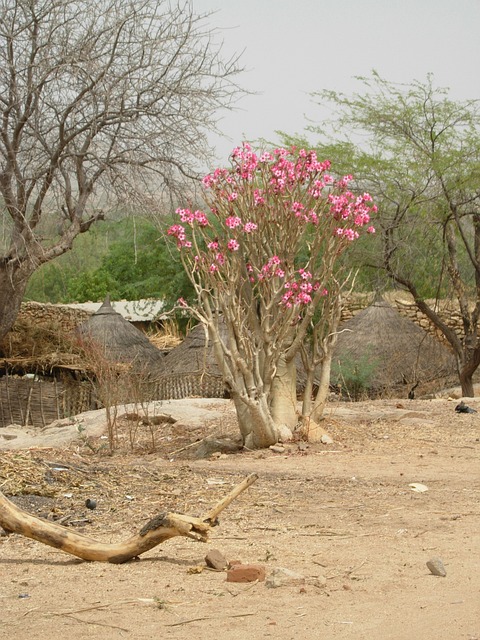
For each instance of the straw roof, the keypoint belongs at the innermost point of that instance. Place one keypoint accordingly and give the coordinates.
(192, 355)
(119, 340)
(395, 351)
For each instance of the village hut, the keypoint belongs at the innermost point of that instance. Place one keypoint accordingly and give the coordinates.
(190, 369)
(118, 341)
(380, 352)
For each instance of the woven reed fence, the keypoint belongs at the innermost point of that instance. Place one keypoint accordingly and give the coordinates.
(38, 403)
(177, 386)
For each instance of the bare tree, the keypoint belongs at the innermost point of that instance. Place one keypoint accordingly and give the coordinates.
(102, 102)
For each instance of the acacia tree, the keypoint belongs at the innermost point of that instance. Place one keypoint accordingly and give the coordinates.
(102, 101)
(420, 158)
(263, 266)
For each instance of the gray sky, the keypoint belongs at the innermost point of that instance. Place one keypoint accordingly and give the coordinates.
(294, 47)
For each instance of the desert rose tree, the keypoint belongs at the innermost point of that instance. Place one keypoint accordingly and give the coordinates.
(264, 262)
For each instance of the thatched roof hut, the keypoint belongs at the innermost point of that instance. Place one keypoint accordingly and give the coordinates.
(119, 341)
(190, 369)
(381, 352)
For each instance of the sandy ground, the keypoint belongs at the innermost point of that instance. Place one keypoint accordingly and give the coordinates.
(343, 516)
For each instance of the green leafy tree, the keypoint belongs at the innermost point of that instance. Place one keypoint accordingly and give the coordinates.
(418, 153)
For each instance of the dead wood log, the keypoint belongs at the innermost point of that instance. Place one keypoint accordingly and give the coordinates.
(160, 528)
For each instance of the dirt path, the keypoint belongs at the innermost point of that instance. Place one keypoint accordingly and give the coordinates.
(342, 515)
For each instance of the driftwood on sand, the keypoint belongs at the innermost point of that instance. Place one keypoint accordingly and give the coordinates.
(160, 528)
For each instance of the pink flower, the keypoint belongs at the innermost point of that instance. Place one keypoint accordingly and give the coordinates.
(201, 218)
(258, 197)
(233, 221)
(233, 245)
(249, 227)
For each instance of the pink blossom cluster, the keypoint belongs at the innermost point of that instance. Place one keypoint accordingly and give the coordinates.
(286, 172)
(288, 188)
(178, 232)
(271, 268)
(190, 217)
(354, 209)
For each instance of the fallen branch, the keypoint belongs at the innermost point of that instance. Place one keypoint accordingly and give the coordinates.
(162, 527)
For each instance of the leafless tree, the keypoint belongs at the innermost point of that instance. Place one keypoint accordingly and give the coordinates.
(102, 101)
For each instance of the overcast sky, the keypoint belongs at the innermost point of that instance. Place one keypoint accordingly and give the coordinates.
(293, 47)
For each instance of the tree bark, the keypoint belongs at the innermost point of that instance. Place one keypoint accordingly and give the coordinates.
(157, 530)
(255, 422)
(284, 394)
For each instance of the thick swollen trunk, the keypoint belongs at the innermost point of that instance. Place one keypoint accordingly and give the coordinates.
(284, 394)
(12, 289)
(255, 422)
(312, 409)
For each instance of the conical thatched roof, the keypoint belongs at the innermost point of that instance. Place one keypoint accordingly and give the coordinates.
(120, 341)
(383, 350)
(193, 355)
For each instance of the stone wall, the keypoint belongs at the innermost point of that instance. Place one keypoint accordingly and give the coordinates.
(68, 318)
(53, 315)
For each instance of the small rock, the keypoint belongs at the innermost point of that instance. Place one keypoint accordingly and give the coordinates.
(246, 573)
(436, 567)
(320, 582)
(280, 577)
(216, 560)
(284, 433)
(276, 448)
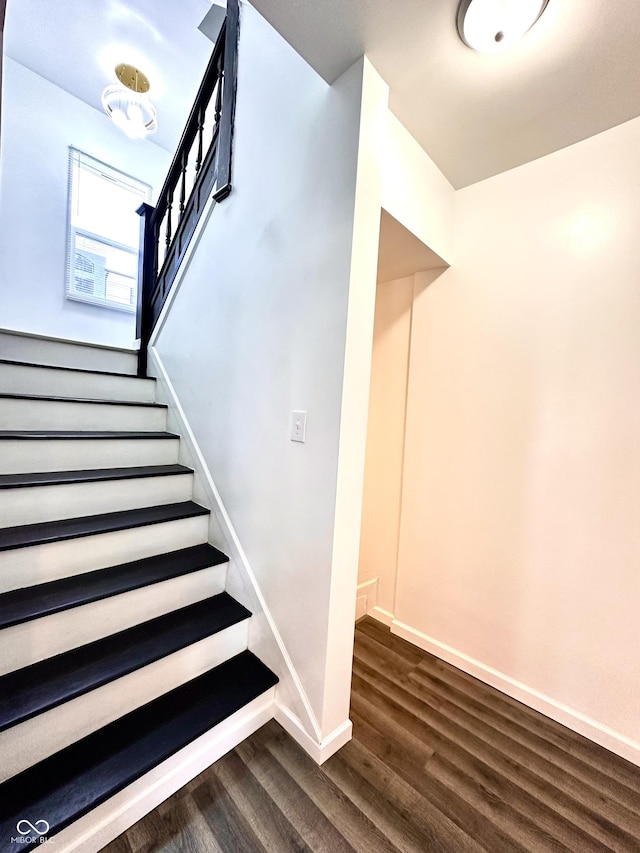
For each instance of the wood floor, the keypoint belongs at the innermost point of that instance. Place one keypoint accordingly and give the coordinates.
(438, 762)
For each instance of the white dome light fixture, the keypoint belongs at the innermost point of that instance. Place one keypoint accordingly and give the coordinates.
(127, 103)
(491, 26)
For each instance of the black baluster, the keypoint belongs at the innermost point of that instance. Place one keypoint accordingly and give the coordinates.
(218, 100)
(200, 130)
(183, 188)
(167, 240)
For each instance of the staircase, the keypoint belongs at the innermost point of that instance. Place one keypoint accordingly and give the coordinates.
(120, 651)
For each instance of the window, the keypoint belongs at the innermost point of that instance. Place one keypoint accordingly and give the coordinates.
(103, 233)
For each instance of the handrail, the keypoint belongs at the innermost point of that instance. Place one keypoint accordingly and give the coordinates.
(206, 165)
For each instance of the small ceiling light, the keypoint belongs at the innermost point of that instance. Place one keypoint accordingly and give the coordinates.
(491, 26)
(127, 102)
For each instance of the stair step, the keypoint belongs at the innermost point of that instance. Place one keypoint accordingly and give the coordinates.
(40, 497)
(68, 784)
(89, 372)
(54, 478)
(31, 412)
(49, 398)
(47, 684)
(24, 605)
(73, 528)
(61, 450)
(45, 350)
(23, 377)
(74, 435)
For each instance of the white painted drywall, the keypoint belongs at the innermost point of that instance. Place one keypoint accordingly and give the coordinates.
(258, 328)
(39, 122)
(385, 439)
(415, 192)
(520, 533)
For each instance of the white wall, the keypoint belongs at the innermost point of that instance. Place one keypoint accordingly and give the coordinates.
(415, 192)
(385, 443)
(520, 534)
(39, 122)
(258, 327)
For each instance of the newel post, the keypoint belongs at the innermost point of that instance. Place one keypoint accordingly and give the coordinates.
(147, 269)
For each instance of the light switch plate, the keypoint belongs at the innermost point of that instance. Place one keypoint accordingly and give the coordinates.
(298, 426)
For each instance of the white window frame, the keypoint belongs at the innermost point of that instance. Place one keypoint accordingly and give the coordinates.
(118, 177)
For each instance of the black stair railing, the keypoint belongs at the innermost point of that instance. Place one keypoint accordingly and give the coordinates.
(200, 169)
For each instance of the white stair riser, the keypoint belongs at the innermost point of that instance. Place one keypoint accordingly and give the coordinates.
(91, 833)
(50, 503)
(43, 350)
(29, 642)
(39, 455)
(24, 379)
(35, 564)
(17, 414)
(41, 736)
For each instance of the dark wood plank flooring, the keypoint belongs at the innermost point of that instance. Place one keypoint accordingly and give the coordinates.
(438, 762)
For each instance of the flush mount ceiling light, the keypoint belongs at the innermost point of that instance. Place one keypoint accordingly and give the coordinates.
(491, 26)
(127, 102)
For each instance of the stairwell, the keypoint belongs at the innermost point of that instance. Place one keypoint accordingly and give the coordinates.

● ● ● ●

Return all of the entries word for word, but omit the pictures.

For each instance of the straw roof, the keypoint belongs at the innermost point of that instance. Place one keypoint accordingly and give the coordinates.
(192, 355)
(119, 340)
(395, 351)
For each instance of the village hut, the keypoint belongs at the innermost point of that instance. Place one keypoint accordingly and give the coordinates.
(190, 369)
(118, 341)
(380, 352)
For each instance of the woven reed fence, the keypoint belongs at the innermost point of that instance. Place one keypoint accordingly and give the coordinates.
(38, 403)
(177, 386)
For each instance of the bare tree, the keypoint belongs at the innermost point of that instance. Place one keypoint accordingly and give the coordinates.
(102, 102)
For each instance of the acacia tree, the keypoint belongs at the innermost point of that instance. Place one keypoint accordingly and give the coordinates.
(102, 101)
(420, 158)
(263, 266)
For each instance of the gray sky, the keypoint belongs at the innermost point of that instance. Place one keypoint accordingly and give the coordinates.
(294, 47)
For each instance of the desert rose tree, the keypoint belongs at the innermost point of that instance. Place one keypoint accordingly and give the coordinates.
(264, 262)
For each instance of the thatched roof hut, the keypoint belongs at the innermost point of that instance. Place one keypoint accordingly and give the coordinates.
(119, 341)
(190, 369)
(381, 352)
For each instance of the sandy ground, the keypoint belongs at the innermost point of that instance. Place one keypoint accordingly and give the coordinates.
(343, 516)
For each instance of the green leafy tree, the keypoint belongs at the innermost point of that instance. Place one keypoint accordingly and give the coordinates.
(418, 153)
For each instance of the dead wood log, the keypoint belongs at the innermost point of that instance. Place one keypoint accordingly and give the coordinates.
(160, 528)
For each instance of the dirt path, the keypoint belongs at the innermost point of that instance. Place one keypoint accordingly and give the coordinates.
(342, 515)
For each instance of the driftwood on sand, the keypoint belongs at the innermost point of that instance. Place one keypoint accordingly and give the coordinates.
(160, 528)
For each instance of the pink flower, the keypoint belongs at the innermost point of that instance. Place one keypoint accordingly and give the coordinates.
(201, 218)
(258, 197)
(233, 221)
(233, 245)
(249, 227)
For each instance of the pink blossom cluster, the keypoint belongs at the innermost point of that instance. Place one keypoint accordingly and give the coordinates.
(286, 172)
(288, 188)
(178, 232)
(271, 268)
(190, 217)
(354, 209)
For each instance of the fallen branch, the keypoint belongs at the innermost point of that instance. Place one keypoint accordingly and give the coordinates.
(162, 527)
For each instance of the leafless tree, the keypoint belongs at the innermost point of that instance. Place one keypoint accordingly and give the coordinates.
(102, 101)
For each instance of the overcast sky, the keypoint belongs at the innermost point of that instance. Place one keypoint accordingly and give the coordinates.
(293, 47)
For each instance of the tree bark, the keypoint belongs at the innermost point of that instance. Place one keypoint accordingly and give the coordinates.
(157, 530)
(255, 422)
(284, 394)
For each instance of the thick swollen trunk, the keypoint belongs at the innermost point of that instance. Place one keypoint accordingly and give the coordinates.
(284, 394)
(12, 289)
(255, 422)
(312, 409)
For each instance of the conical thatched roof, the keypoint belongs at the innermost point of that instance. Place one keypoint accordingly and give the coordinates.
(120, 341)
(383, 350)
(193, 355)
For each instance of the stone wall, the keypoint belongs at the innermost point of that instance. Place one keypoint accordingly and give the coordinates.
(68, 318)
(53, 315)
For each instance of the small rock, the keypoint belongs at the innermost point of that instance. Place one keypoint accordingly and give the coordinates.
(246, 573)
(436, 567)
(320, 582)
(280, 577)
(216, 560)
(284, 433)
(276, 448)
For each instance of the wood floor, the keypoint belongs at the innermost point of that instance. Place one keypoint accordingly and give the coordinates.
(438, 762)
For each instance of the white dome light fixture, the keypoint belongs at the innermost point of that instance. Place one keypoint accordingly and give the coordinates.
(127, 103)
(491, 26)
For each instance of the black baluster, the keypoint belongs at the innermost point of that instance. Place one keypoint accordingly and give the coordinates.
(218, 100)
(200, 130)
(183, 188)
(167, 240)
For each instance of the staircase, the keypoint belongs at the innermost point of that instance. Place one keypoint accordingly and give the coordinates.
(120, 651)
For each instance of the window, the keypoint belongs at the innermost point of that instance. Place one keypoint accordingly and give the coordinates.
(103, 233)
For each instance of the handrail, the keypoint belongs at the innermost point of that instance. Place one keypoint accordingly and give the coordinates.
(206, 165)
For each instance of the small ceiling light, the keypoint belongs at the innermost point of that instance. Place one keypoint accordingly and give the coordinates.
(491, 26)
(127, 102)
For each instance of the stair step, the keypoint belongs at the innermost point of that instance. Place one keypoint accordingly and give the coordinates.
(40, 497)
(68, 784)
(89, 372)
(54, 478)
(31, 412)
(49, 398)
(47, 684)
(24, 605)
(73, 528)
(61, 450)
(45, 350)
(23, 377)
(74, 435)
For each instance of the white painted drywall, the keypoint belongs at the innermost point of that instance. Place one keypoint accordingly and give the coordinates.
(258, 328)
(39, 122)
(385, 439)
(415, 192)
(520, 533)
For each instance of the white wall, the keypoint belongs at the innermost point of that instance. Place one keypoint accordingly and give the coordinates.
(415, 192)
(385, 443)
(520, 534)
(39, 122)
(258, 327)
For each instance of the newel post, the keypoint belongs at the innermost point of that instance. Place one keypoint accordingly and give the coordinates.
(147, 269)
For each instance of the light switch plate, the keypoint belongs at the innermost point of that instance. Place one keypoint accordingly and give the coordinates.
(298, 426)
For each instance of the white window frame, the keypoint belongs at the innermost point of that instance. Place one keypoint accordingly and give the coordinates.
(118, 177)
For each instance of the black stair railing, the keypoint belongs at the innermost point of that instance. Place one keypoint accordingly and give the coordinates.
(200, 169)
For each instance of the white stair riser, the keypoint belongs at the innermost point of that instance. Place one keypoint accordingly and give the coordinates.
(91, 833)
(50, 503)
(43, 350)
(29, 642)
(39, 455)
(24, 379)
(35, 564)
(17, 414)
(41, 736)
For each instance of the dark wood plank flooring, the keypoint belongs at the innermost point of that instance. Place one keypoint accordingly and give the coordinates.
(438, 762)
For each instance of the flush mount ceiling light, the keypoint belongs at the innermost point of that instance. Place one keypoint accordingly and give the coordinates.
(491, 26)
(127, 102)
For each instance of the stairwell, the keypoint belongs at the innermost point of that instance. Place one keypoint accordingly and give the coordinates.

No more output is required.